List every line in the listing below that contains the string "stem", treating uppercase and lowercase letters as different.

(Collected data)
------------------------------

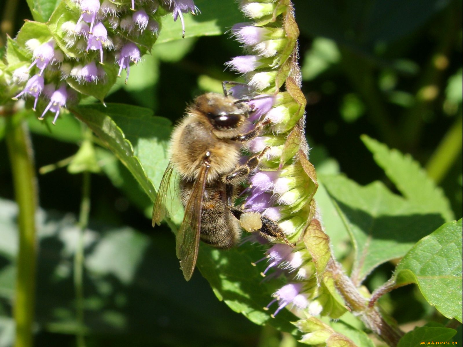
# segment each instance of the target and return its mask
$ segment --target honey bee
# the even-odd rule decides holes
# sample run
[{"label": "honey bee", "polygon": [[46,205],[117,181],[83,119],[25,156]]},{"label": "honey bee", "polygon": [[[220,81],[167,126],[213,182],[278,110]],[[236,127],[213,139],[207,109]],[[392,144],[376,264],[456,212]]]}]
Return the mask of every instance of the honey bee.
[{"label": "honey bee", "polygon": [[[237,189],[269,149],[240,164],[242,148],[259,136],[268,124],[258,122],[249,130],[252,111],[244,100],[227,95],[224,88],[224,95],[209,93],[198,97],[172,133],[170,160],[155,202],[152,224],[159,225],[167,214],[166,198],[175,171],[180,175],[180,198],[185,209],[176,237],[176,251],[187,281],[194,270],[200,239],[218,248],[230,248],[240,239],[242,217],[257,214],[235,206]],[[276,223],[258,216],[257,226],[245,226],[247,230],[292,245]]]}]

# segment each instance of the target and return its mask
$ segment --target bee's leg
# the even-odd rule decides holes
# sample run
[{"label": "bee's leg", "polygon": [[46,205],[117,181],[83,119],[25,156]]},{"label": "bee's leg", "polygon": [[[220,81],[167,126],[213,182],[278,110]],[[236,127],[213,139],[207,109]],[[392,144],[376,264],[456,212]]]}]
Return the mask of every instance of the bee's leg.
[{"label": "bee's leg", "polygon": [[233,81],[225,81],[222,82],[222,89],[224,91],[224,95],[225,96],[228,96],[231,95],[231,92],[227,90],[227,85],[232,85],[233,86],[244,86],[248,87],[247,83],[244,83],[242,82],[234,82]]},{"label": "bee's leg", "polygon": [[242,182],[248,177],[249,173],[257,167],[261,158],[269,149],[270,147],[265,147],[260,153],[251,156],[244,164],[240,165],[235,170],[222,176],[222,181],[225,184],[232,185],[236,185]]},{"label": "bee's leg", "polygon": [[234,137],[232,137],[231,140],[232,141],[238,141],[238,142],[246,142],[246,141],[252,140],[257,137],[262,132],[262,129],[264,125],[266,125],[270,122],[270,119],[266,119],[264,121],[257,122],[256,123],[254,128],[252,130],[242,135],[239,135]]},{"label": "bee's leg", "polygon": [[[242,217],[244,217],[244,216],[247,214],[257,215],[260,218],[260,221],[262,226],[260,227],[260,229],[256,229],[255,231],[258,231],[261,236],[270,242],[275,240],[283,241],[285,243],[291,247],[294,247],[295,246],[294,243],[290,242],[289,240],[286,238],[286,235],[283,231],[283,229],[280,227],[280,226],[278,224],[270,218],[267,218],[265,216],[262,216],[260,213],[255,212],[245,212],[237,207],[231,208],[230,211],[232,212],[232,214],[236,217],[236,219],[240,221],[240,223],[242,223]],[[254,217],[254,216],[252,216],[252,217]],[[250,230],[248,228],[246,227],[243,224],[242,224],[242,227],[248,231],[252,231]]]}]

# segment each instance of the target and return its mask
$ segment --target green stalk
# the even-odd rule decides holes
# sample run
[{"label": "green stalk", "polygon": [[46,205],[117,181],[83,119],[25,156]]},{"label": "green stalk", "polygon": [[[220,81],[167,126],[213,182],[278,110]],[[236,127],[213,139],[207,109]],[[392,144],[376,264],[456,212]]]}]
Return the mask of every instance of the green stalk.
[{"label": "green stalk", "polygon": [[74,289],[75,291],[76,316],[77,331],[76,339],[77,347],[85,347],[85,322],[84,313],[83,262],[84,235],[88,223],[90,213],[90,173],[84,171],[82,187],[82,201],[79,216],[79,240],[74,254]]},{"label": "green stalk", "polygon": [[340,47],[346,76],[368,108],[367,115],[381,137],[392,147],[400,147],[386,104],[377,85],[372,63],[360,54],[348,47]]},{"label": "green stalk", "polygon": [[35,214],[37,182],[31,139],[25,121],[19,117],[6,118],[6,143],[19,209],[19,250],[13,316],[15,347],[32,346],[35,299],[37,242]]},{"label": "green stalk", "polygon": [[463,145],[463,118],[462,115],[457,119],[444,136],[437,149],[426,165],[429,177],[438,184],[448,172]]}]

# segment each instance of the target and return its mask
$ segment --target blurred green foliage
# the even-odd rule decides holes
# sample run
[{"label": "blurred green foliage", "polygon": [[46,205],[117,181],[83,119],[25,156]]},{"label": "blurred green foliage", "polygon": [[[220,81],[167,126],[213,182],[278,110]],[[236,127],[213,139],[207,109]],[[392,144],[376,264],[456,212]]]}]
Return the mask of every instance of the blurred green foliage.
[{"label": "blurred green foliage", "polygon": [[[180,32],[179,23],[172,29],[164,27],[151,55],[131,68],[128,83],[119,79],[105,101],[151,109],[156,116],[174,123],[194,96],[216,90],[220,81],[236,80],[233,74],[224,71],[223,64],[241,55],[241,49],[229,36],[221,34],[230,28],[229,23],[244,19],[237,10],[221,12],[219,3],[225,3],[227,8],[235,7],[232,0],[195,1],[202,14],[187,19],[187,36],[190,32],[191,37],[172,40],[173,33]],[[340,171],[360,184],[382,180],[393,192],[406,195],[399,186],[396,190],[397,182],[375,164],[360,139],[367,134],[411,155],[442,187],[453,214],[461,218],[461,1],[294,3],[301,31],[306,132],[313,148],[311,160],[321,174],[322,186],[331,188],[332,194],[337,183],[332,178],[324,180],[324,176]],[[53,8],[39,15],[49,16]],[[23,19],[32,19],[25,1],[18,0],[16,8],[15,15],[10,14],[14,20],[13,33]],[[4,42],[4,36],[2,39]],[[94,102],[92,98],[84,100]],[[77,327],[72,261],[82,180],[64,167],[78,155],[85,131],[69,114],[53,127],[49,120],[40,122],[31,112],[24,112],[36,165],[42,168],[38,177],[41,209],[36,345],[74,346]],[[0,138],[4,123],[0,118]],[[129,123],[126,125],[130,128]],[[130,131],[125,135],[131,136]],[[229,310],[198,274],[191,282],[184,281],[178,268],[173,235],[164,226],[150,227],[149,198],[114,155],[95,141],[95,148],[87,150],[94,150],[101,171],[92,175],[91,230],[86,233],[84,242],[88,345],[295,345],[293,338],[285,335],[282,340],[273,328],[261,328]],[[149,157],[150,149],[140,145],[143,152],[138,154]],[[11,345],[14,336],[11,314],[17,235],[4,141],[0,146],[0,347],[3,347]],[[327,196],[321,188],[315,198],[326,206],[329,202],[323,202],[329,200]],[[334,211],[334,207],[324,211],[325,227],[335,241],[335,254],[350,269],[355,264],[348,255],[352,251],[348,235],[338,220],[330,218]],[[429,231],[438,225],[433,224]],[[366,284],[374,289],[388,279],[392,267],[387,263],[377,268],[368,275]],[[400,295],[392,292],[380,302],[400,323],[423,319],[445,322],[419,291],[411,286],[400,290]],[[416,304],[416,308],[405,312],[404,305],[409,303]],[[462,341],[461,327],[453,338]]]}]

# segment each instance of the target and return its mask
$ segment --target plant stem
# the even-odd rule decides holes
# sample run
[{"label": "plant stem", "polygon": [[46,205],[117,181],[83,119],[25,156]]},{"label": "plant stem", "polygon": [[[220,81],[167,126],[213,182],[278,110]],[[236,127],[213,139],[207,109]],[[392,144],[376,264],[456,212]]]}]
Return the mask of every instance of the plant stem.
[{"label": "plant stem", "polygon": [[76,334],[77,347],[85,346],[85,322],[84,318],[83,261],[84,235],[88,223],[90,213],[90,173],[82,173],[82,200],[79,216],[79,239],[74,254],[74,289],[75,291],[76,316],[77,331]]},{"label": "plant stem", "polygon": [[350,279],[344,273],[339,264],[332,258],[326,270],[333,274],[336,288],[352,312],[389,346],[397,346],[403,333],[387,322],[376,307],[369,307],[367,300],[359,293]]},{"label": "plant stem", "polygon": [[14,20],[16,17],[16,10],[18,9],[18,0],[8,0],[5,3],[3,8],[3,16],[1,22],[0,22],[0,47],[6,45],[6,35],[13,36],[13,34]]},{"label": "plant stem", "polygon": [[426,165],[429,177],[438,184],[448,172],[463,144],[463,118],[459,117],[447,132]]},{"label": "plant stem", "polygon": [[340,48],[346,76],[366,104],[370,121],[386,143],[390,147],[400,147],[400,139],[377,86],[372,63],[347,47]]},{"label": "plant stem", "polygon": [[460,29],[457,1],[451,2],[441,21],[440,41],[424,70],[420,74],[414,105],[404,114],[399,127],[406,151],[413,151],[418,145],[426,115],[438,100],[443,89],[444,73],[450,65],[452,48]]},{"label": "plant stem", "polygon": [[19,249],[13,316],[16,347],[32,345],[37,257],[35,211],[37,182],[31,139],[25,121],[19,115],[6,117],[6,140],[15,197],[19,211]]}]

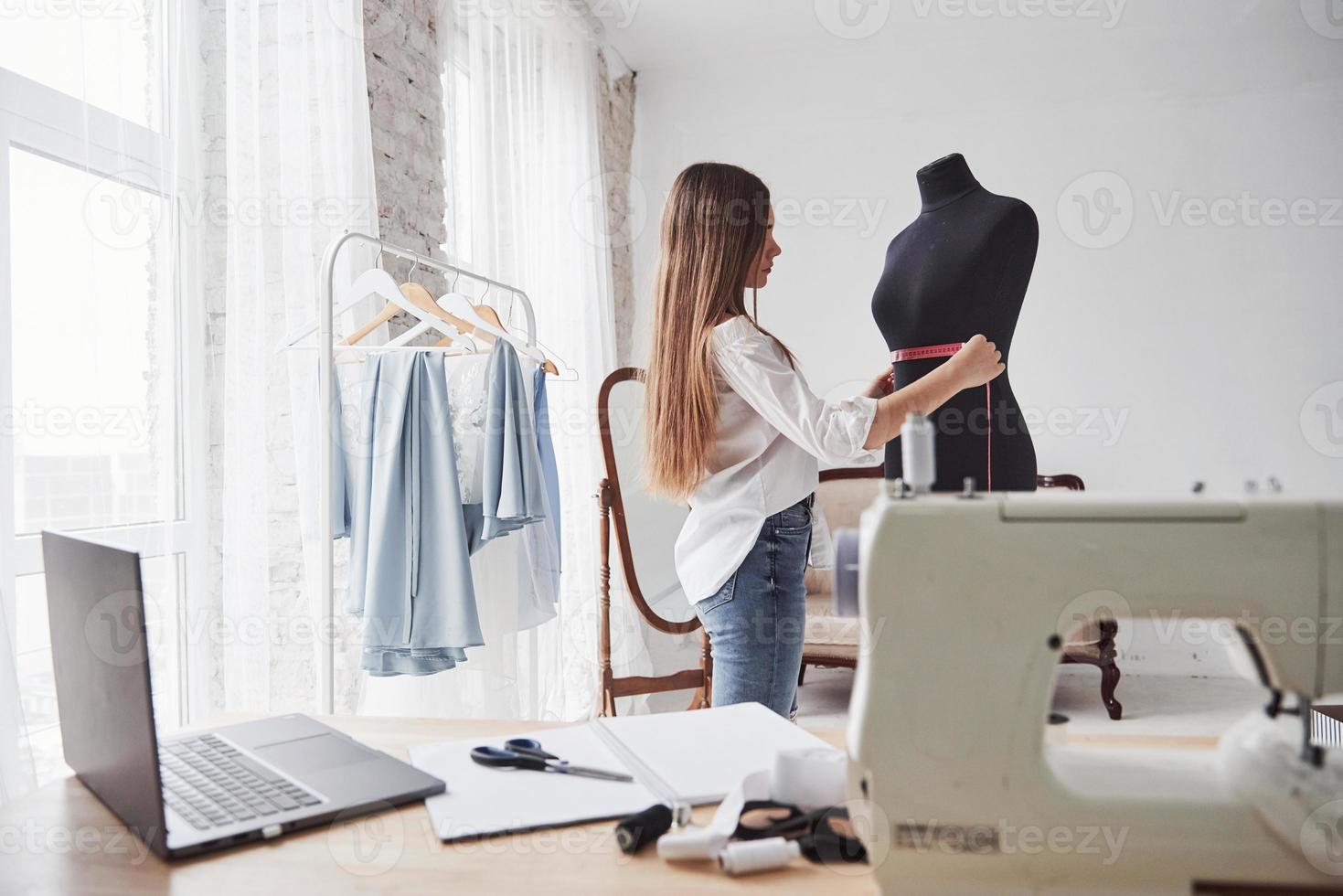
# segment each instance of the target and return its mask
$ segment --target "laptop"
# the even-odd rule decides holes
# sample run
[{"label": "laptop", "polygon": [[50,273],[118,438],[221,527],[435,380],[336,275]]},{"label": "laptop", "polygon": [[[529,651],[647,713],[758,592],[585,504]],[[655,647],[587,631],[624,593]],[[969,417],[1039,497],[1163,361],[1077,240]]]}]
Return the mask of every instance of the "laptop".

------------------------------

## EXERCISE OUTPUT:
$ segment --target plant stem
[{"label": "plant stem", "polygon": [[46,205],[117,181],[83,119],[25,156]]},{"label": "plant stem", "polygon": [[[220,81],[167,126],[213,182],[278,110]],[[236,127],[213,139],[207,109]],[[392,144],[376,264],[456,212]]]}]
Return the mask of every instance of the plant stem.
[{"label": "plant stem", "polygon": [[76,334],[77,347],[85,346],[85,322],[84,318],[83,261],[84,235],[88,223],[90,213],[90,173],[82,173],[82,200],[79,216],[79,239],[74,254],[74,289],[75,291],[76,316],[77,331]]},{"label": "plant stem", "polygon": [[350,279],[344,273],[339,264],[332,258],[326,270],[333,274],[336,288],[352,312],[389,346],[397,346],[403,333],[387,322],[376,307],[369,307],[367,300],[359,293]]},{"label": "plant stem", "polygon": [[14,20],[16,17],[16,10],[18,9],[18,0],[8,0],[5,3],[3,8],[3,16],[1,22],[0,22],[0,47],[6,45],[6,35],[13,36],[13,34]]},{"label": "plant stem", "polygon": [[426,165],[429,177],[438,184],[448,172],[463,144],[463,118],[459,117],[447,132]]},{"label": "plant stem", "polygon": [[340,48],[346,76],[366,104],[370,121],[386,143],[390,147],[400,147],[400,139],[377,86],[372,63],[347,47]]},{"label": "plant stem", "polygon": [[460,29],[457,1],[451,2],[441,21],[440,41],[424,70],[420,74],[414,105],[404,114],[399,127],[406,151],[413,151],[418,145],[426,115],[438,100],[443,89],[444,73],[450,65],[452,48]]},{"label": "plant stem", "polygon": [[19,249],[13,316],[16,347],[32,345],[37,257],[35,211],[37,182],[31,139],[25,121],[19,115],[6,117],[6,140],[15,197],[19,211]]}]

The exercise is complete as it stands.